_DIRECTIVE:_
Report every row below that contains the word "backpack", copying each such row in full.
#####
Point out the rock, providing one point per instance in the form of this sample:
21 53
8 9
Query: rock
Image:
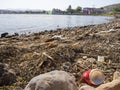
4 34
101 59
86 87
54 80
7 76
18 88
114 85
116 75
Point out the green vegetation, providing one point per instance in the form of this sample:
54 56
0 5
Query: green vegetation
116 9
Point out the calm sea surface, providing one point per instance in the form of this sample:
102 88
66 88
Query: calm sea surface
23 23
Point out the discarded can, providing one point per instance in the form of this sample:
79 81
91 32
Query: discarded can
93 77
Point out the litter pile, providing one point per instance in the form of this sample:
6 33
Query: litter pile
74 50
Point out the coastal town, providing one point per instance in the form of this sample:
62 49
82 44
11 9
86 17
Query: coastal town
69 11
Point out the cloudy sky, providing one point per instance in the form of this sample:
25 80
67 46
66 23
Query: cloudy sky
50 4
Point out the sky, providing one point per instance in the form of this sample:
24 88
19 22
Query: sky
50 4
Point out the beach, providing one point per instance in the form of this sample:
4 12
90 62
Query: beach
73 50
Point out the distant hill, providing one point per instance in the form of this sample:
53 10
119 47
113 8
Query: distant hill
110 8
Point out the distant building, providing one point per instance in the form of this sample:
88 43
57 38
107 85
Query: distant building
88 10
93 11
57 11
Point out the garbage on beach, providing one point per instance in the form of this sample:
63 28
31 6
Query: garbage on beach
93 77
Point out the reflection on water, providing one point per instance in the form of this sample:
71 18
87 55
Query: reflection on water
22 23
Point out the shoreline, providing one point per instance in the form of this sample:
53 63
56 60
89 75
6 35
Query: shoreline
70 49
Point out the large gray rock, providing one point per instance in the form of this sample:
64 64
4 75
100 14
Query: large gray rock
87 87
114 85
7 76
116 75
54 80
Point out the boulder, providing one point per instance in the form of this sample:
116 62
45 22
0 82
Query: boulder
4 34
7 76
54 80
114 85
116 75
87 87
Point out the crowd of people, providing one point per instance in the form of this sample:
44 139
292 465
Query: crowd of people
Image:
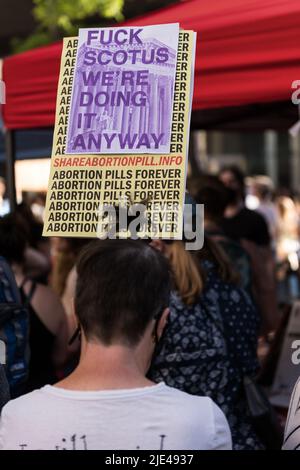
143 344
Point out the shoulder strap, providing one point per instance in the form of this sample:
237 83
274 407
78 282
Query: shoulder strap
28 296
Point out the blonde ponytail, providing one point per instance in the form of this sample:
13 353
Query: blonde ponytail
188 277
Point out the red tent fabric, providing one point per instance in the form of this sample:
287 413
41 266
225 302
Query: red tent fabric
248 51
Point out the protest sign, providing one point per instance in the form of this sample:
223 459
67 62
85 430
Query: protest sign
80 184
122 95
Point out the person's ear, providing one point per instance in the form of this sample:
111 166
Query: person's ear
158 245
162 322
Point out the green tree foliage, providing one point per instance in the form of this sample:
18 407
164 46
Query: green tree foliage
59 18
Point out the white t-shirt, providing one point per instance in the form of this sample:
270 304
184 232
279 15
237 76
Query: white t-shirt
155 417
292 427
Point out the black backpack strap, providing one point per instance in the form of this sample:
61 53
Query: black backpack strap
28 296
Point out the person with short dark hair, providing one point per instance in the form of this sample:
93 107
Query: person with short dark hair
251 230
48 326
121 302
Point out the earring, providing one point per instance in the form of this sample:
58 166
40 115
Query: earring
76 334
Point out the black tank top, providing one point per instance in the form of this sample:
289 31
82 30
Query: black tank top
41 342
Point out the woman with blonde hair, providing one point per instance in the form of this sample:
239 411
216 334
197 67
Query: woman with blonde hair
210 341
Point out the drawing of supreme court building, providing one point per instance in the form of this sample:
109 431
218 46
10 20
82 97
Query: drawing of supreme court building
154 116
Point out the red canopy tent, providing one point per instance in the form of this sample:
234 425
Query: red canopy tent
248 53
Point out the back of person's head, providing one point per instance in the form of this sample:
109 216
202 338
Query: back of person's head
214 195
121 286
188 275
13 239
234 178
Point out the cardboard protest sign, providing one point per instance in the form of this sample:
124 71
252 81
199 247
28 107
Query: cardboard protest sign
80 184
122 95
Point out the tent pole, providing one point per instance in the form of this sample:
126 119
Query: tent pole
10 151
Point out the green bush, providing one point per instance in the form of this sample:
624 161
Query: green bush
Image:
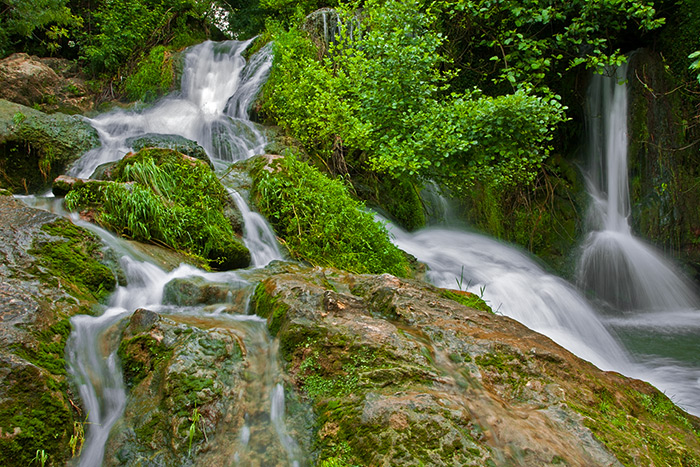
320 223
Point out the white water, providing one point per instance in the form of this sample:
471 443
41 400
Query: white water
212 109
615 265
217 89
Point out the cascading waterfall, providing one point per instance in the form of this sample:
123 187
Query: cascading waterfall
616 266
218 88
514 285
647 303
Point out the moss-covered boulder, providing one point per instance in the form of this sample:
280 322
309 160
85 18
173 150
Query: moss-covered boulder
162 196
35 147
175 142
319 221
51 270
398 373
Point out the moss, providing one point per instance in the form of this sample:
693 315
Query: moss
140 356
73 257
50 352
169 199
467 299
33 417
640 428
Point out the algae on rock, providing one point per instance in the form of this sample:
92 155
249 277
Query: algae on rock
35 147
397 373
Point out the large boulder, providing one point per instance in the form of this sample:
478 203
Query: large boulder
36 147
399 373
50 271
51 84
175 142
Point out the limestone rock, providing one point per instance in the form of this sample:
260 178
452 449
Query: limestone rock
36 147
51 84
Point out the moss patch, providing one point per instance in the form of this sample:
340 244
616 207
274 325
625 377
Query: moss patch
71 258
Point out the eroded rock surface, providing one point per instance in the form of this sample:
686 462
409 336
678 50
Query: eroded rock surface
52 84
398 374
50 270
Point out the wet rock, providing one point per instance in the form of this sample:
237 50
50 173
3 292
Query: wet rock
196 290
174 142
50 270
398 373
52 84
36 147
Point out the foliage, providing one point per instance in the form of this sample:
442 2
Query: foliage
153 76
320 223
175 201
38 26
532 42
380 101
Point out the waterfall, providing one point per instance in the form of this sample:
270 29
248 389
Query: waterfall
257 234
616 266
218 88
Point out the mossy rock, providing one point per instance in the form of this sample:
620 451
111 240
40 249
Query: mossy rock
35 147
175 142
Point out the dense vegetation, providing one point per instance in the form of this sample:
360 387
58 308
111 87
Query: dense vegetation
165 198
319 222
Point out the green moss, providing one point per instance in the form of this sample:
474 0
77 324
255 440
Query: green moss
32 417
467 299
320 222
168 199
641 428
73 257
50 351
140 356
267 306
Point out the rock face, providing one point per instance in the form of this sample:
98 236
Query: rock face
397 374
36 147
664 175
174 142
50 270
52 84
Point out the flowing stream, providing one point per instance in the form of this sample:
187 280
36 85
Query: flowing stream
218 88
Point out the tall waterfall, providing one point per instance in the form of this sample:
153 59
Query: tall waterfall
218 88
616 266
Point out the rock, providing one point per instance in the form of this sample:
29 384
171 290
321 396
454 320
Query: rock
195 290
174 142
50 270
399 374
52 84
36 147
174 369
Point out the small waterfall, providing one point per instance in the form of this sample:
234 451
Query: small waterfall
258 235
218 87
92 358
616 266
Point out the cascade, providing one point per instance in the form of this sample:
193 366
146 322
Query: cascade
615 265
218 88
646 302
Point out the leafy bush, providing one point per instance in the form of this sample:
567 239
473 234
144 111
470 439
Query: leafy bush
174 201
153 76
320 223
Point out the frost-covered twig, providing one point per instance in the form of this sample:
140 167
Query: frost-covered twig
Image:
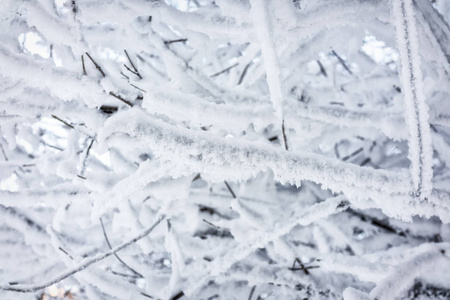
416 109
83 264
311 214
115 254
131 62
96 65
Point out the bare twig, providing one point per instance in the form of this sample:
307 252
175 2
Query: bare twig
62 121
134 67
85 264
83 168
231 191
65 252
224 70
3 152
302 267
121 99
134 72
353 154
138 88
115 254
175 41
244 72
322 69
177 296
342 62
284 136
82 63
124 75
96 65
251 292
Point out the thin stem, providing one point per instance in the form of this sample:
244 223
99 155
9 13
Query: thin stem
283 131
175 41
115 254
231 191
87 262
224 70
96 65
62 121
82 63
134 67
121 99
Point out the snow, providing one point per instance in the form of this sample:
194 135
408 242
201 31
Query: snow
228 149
#####
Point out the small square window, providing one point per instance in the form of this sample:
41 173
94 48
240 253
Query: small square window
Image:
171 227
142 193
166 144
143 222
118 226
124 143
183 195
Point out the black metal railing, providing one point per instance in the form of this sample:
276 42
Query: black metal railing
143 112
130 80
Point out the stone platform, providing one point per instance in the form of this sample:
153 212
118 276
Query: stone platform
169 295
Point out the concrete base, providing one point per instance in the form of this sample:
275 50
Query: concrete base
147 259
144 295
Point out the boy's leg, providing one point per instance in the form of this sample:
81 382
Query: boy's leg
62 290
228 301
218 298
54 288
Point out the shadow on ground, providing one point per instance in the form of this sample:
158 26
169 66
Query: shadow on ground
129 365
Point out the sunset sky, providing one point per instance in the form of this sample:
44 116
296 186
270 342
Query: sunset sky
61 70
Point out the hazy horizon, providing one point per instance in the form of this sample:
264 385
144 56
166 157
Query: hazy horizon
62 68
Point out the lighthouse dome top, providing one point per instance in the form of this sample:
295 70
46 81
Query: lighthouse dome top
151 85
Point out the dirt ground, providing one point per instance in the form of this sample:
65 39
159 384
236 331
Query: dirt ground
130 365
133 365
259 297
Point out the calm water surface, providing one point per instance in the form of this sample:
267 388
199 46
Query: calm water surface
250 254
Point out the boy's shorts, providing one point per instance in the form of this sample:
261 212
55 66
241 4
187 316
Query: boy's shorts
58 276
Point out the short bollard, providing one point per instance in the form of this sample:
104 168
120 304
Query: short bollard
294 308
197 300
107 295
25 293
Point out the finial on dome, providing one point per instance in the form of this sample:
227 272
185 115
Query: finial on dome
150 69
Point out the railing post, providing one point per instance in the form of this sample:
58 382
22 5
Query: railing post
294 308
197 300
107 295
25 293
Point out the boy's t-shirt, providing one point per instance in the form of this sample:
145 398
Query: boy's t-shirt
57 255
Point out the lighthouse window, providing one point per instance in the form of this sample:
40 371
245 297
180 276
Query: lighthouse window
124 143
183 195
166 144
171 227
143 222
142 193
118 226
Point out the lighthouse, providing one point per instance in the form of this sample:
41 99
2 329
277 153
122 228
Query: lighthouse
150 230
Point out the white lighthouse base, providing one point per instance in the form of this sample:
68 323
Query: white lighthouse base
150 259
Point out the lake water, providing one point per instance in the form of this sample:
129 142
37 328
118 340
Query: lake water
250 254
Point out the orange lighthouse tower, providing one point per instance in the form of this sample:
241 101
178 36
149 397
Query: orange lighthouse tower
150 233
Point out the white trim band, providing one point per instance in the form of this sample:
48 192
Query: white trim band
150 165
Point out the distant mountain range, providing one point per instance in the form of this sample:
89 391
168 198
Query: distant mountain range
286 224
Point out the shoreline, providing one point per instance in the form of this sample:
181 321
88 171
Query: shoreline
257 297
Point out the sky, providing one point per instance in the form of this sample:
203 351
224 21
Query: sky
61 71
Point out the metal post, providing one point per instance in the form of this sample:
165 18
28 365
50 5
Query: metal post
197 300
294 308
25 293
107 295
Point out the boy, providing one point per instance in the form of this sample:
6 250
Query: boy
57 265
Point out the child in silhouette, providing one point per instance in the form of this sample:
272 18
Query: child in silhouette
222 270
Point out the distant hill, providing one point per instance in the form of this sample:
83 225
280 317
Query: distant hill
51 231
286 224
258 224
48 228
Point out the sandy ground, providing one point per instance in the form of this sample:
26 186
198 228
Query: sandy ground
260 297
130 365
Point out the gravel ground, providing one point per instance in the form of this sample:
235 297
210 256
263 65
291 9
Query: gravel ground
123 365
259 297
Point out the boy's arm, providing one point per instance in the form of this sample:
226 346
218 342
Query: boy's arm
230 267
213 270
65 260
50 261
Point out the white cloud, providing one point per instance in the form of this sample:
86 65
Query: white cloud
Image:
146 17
#####
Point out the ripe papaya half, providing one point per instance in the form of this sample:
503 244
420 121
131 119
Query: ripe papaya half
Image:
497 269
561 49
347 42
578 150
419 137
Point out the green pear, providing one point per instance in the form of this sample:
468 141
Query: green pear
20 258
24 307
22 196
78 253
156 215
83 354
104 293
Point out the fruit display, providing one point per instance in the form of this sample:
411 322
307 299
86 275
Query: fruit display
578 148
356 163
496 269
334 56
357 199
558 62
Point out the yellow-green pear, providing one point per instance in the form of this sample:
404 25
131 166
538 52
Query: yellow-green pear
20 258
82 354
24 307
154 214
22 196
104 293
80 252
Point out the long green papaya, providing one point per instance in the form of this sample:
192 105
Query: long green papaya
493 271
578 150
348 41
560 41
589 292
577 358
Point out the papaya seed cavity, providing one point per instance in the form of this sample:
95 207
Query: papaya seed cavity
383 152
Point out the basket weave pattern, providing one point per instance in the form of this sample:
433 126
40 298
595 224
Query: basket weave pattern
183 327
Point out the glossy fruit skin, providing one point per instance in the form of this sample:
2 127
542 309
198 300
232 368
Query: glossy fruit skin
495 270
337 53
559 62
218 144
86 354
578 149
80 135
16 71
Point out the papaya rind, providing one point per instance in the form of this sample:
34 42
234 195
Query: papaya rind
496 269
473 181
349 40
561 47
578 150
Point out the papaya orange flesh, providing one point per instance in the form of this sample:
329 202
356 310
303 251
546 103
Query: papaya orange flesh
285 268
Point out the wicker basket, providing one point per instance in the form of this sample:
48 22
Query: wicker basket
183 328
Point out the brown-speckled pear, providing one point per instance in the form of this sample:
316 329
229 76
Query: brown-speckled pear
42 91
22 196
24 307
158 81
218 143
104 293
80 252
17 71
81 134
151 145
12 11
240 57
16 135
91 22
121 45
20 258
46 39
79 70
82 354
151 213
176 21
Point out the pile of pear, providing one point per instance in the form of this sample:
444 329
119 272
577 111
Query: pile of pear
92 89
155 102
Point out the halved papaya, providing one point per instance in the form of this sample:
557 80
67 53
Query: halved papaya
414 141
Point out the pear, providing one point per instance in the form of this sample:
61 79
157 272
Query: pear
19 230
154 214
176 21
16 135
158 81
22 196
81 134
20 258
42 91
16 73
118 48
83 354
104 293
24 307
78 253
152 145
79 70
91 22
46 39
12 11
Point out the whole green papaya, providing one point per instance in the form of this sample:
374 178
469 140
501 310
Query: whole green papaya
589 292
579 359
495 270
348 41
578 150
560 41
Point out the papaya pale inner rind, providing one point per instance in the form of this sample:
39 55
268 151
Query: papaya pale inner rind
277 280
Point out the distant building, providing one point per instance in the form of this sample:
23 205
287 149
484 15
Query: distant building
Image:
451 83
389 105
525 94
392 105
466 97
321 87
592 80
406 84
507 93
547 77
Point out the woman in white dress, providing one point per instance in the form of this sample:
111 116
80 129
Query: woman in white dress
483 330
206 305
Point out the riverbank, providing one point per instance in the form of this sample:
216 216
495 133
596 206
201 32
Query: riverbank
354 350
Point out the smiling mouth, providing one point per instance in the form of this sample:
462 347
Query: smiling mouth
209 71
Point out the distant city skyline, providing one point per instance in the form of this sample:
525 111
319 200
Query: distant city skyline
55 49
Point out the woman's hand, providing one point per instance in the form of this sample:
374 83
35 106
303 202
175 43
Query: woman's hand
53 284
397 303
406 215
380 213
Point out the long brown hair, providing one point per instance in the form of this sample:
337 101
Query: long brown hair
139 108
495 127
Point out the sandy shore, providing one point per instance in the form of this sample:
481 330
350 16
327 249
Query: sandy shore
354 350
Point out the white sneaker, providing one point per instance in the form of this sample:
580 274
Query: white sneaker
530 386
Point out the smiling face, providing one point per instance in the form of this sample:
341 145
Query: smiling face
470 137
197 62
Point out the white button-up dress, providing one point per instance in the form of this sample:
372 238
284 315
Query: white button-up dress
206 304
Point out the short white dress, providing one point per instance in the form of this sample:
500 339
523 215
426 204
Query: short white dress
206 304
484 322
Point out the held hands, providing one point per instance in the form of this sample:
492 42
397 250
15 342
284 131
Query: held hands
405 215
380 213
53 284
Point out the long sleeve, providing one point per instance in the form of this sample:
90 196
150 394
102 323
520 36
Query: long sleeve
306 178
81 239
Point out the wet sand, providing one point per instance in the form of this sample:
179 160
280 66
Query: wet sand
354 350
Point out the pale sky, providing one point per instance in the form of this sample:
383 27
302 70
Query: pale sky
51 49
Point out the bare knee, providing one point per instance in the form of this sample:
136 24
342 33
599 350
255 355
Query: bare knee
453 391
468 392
#####
_SOLVED PROBLEM:_
Point out the black backpack strap, providing one point per instance in the form of this sample:
Query: black backpack strap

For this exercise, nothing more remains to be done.